**Work instructions**
- A) According to the passage on Robinhood's IPO, why must Robinhood users do their due diligence before buying shares through IPO Access? Answer in one to three sentences.
- B) From the passage on Robinhood's IPO, return the stretch from "In its S-1 filing, Robinhood" through "dipping their toes.", copied word for word.

**Extract provided**
————————
As we can see from the chart above, Robinhood has enjoyed a prosperous period in the wake of the Covid-19 pandemic, with as many as 20 million monthly active users arriving on average in January and February 2021.
Although the platform has had a largely controversial start to 2021 following the fallout of the GameStop short squeeze in late January and the criticisms of Wall Street stalwarts Warren Buffett and Charlie Munger, Robinhood is still winning new fans in the nations it serves.
With such clear evidence of growth, Robinhood’s move to offer such a large portion of its IPO to retail investors represents something of a risk. Will retail wake up to such an innovative move or could the platform miss reserving its offering to institutional investors?
In its S-1 filing, Robinhood took the bold step of reservice between 20% to 35% of its shares to be available to its customers through the company’s new IPO Access feature. Getting in on a stock at the IPO stage is generally reserved for institutional investors, whilst their retail counterparts generally have to wait for the stock to begin trading to buy in.
This can present itself as an opportunity for retail investors to involve themselves in stocks at an earlier stage – however there’s a potential downside. Buying shares at the IPO stage can be much riskier than investing in an established company. With this in mind, Robinhood users must conduct their due diligence before dipping their toes.
————————
**Given information**
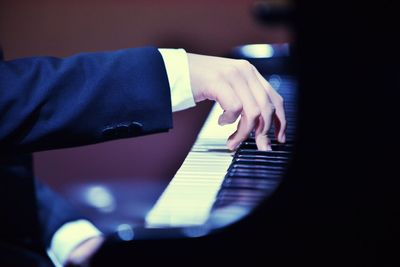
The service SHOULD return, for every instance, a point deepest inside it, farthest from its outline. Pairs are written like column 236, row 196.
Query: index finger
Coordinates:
column 277, row 101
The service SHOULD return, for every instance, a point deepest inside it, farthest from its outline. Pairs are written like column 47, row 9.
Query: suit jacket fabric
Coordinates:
column 50, row 103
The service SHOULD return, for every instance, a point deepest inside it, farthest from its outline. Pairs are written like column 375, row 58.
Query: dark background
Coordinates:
column 62, row 28
column 338, row 204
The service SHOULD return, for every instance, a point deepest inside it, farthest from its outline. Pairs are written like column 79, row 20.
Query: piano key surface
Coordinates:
column 215, row 186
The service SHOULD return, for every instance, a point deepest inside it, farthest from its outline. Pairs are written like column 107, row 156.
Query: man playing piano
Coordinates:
column 49, row 103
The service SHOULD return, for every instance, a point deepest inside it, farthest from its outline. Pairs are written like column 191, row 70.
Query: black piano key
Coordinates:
column 275, row 147
column 241, row 193
column 254, row 173
column 278, row 154
column 263, row 157
column 255, row 166
column 258, row 161
column 248, row 183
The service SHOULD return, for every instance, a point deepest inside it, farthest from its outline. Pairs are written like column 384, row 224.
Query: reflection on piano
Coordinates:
column 215, row 187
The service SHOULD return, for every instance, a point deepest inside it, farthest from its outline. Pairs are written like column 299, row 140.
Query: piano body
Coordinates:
column 215, row 189
column 336, row 203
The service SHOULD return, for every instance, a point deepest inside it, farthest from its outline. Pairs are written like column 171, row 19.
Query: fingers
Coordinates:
column 279, row 112
column 267, row 111
column 230, row 103
column 250, row 113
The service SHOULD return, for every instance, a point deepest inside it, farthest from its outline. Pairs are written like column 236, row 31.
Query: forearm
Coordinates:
column 48, row 103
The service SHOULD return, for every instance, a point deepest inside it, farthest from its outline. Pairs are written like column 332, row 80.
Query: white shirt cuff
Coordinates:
column 68, row 237
column 177, row 66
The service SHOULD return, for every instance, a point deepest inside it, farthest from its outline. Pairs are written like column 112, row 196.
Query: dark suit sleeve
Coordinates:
column 53, row 212
column 48, row 103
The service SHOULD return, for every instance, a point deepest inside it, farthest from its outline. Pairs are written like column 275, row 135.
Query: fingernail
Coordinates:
column 222, row 121
column 231, row 145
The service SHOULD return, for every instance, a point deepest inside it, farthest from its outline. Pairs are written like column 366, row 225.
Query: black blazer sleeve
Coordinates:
column 48, row 103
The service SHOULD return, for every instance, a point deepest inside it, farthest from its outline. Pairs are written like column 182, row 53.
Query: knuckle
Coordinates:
column 254, row 113
column 269, row 110
column 232, row 72
column 279, row 101
column 244, row 64
column 237, row 107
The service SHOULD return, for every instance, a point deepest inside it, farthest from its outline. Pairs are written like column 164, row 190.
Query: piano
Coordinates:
column 214, row 188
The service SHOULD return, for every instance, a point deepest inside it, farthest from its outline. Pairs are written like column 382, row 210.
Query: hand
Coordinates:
column 81, row 255
column 240, row 90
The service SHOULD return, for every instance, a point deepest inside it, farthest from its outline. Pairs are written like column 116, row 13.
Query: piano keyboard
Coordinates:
column 217, row 187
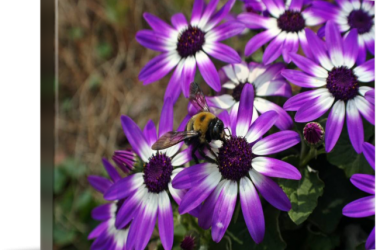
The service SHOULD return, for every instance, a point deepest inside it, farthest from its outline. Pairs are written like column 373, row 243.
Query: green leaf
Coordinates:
column 345, row 157
column 63, row 236
column 303, row 194
column 320, row 241
column 337, row 192
column 273, row 238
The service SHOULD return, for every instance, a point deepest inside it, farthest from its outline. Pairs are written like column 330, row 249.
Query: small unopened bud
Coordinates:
column 125, row 159
column 313, row 133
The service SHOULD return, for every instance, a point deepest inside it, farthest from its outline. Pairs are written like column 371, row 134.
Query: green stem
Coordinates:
column 234, row 237
column 313, row 153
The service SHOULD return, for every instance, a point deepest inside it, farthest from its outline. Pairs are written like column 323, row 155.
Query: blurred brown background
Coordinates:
column 99, row 63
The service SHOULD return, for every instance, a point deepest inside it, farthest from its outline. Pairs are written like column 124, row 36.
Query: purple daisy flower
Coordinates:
column 124, row 159
column 365, row 207
column 189, row 45
column 353, row 14
column 338, row 85
column 286, row 27
column 146, row 194
column 106, row 235
column 241, row 168
column 266, row 80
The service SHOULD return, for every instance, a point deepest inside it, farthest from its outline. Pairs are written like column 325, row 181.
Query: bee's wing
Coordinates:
column 197, row 98
column 172, row 138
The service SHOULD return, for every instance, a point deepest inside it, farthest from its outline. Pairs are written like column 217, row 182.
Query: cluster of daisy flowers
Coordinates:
column 318, row 47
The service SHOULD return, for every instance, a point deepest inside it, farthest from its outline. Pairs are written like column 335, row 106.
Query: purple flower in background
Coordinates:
column 241, row 168
column 353, row 14
column 285, row 29
column 187, row 45
column 338, row 85
column 106, row 235
column 188, row 243
column 266, row 80
column 146, row 194
column 365, row 207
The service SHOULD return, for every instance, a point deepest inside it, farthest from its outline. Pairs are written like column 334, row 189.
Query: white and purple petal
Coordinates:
column 303, row 80
column 222, row 52
column 207, row 209
column 366, row 109
column 369, row 152
column 165, row 220
column 124, row 187
column 334, row 124
column 355, row 126
column 360, row 208
column 315, row 108
column 350, row 48
column 261, row 125
column 259, row 40
column 190, row 177
column 298, row 101
column 208, row 71
column 371, row 96
column 150, row 133
column 275, row 168
column 224, row 209
column 136, row 138
column 196, row 195
column 244, row 116
column 364, row 182
column 308, row 66
column 366, row 72
column 276, row 142
column 252, row 210
column 284, row 120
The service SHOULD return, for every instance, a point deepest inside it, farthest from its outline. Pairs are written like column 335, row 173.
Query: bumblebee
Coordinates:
column 201, row 129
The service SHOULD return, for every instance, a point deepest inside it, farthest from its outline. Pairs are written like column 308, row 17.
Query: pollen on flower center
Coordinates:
column 190, row 41
column 157, row 173
column 360, row 20
column 342, row 83
column 235, row 157
column 291, row 21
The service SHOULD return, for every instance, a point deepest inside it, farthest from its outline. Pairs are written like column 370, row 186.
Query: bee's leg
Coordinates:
column 200, row 150
column 195, row 148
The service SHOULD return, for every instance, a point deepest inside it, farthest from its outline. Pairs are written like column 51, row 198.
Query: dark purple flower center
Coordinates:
column 157, row 173
column 237, row 91
column 313, row 133
column 190, row 42
column 188, row 243
column 342, row 83
column 291, row 21
column 360, row 20
column 235, row 157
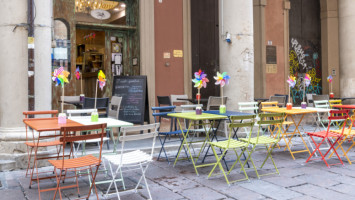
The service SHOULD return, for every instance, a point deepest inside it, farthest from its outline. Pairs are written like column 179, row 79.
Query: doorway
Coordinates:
column 305, row 47
column 205, row 42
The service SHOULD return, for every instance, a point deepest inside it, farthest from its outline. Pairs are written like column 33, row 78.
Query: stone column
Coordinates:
column 237, row 57
column 13, row 68
column 259, row 48
column 43, row 66
column 147, row 47
column 347, row 47
column 330, row 45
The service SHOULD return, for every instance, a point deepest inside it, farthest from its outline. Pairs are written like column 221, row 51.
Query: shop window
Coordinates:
column 100, row 11
column 61, row 45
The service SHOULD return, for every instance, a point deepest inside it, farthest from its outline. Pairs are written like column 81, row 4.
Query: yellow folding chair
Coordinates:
column 348, row 135
column 243, row 121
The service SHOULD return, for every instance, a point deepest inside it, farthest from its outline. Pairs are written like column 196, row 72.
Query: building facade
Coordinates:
column 168, row 40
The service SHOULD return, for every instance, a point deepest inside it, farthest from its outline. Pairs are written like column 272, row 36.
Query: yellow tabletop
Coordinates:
column 288, row 112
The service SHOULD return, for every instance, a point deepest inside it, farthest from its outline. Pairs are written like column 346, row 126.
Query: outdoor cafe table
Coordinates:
column 208, row 121
column 111, row 123
column 44, row 125
column 285, row 135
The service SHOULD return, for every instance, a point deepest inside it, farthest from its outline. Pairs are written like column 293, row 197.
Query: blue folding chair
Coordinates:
column 162, row 112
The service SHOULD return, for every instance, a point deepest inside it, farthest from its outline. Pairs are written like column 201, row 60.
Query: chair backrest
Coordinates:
column 272, row 104
column 164, row 100
column 248, row 107
column 70, row 98
column 334, row 102
column 175, row 102
column 321, row 104
column 320, row 97
column 190, row 107
column 68, row 136
column 336, row 115
column 114, row 107
column 214, row 102
column 280, row 99
column 79, row 112
column 30, row 114
column 135, row 133
column 274, row 119
column 285, row 95
column 101, row 104
column 309, row 100
column 239, row 122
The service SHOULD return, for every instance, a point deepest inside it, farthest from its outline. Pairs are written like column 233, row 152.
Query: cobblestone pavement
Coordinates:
column 297, row 180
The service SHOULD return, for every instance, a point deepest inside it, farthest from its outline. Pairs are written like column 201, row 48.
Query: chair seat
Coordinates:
column 44, row 144
column 172, row 132
column 232, row 144
column 287, row 123
column 323, row 134
column 133, row 157
column 262, row 140
column 93, row 140
column 84, row 161
column 346, row 132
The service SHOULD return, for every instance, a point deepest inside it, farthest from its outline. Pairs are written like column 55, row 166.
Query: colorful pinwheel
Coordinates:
column 102, row 79
column 200, row 79
column 307, row 79
column 60, row 76
column 329, row 78
column 291, row 81
column 222, row 79
column 77, row 73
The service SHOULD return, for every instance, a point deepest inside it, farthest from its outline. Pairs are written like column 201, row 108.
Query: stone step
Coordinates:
column 7, row 165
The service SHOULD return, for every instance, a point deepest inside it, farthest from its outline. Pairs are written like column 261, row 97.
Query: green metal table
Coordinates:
column 207, row 120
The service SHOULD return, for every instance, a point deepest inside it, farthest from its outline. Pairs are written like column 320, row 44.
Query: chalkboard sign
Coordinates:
column 134, row 104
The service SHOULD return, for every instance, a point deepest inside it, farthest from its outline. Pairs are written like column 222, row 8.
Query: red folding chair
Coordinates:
column 328, row 135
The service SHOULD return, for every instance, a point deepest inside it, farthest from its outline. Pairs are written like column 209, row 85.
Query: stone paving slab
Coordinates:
column 297, row 180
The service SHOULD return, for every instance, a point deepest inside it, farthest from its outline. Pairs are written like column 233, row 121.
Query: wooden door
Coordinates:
column 204, row 43
column 305, row 46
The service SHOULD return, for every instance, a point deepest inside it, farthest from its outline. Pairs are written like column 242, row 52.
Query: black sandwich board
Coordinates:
column 134, row 105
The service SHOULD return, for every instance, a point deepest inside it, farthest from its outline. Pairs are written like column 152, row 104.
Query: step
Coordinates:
column 7, row 165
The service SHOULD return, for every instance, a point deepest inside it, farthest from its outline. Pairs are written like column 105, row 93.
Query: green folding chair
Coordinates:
column 274, row 119
column 233, row 144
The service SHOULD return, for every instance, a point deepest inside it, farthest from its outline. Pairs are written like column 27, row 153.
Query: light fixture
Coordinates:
column 86, row 6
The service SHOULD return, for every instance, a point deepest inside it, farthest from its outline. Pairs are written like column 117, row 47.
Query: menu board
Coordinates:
column 134, row 104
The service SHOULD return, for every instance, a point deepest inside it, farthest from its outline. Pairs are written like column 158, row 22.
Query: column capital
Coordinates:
column 287, row 5
column 259, row 2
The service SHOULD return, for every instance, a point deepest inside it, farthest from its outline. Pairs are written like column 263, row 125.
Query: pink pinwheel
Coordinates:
column 222, row 79
column 329, row 78
column 200, row 79
column 307, row 79
column 77, row 73
column 291, row 81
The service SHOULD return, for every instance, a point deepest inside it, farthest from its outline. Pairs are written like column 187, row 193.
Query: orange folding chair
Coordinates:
column 33, row 142
column 330, row 136
column 87, row 162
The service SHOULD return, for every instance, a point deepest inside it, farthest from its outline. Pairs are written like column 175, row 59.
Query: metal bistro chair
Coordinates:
column 87, row 162
column 158, row 113
column 280, row 99
column 101, row 105
column 232, row 144
column 269, row 143
column 85, row 113
column 329, row 136
column 128, row 160
column 178, row 103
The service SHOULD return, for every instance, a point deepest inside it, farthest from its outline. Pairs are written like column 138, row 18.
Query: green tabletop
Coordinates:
column 193, row 116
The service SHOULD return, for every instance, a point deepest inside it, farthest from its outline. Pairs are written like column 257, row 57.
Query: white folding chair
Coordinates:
column 128, row 160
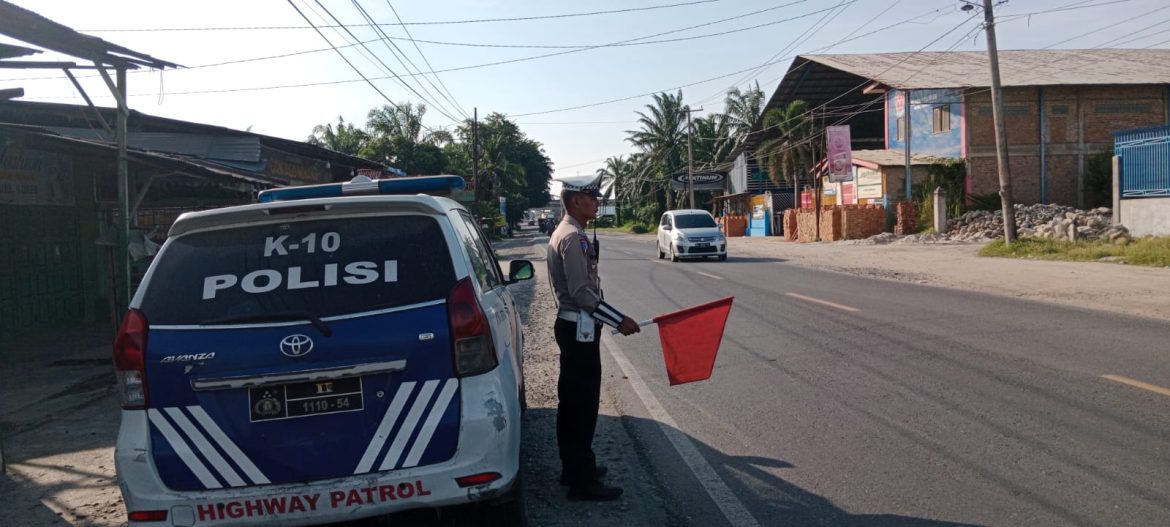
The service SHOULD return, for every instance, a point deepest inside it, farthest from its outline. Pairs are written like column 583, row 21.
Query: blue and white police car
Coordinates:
column 331, row 353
————————
**Response list**
- A) Buying shares at the IPO stage can be much riskier than investing in an established company. That risk is the potential downside of this early chance to get into a stock.

- B)
In its S-1 filing, Robinhood took the bold step of reservice between 20% to 35% of its shares to be available to its customers through the company’s new IPO Access feature. Getting in on a stock at the IPO stage is generally reserved for institutional investors, whilst their retail counterparts generally have to wait for the stock to begin trading to buy in.
This can present itself as an opportunity for retail investors to involve themselves in stocks at an earlier stage – however there’s a potential downside. Buying shares at the IPO stage can be much riskier than investing in an established company. With this in mind, Robinhood users must conduct their due diligence before dipping their toes.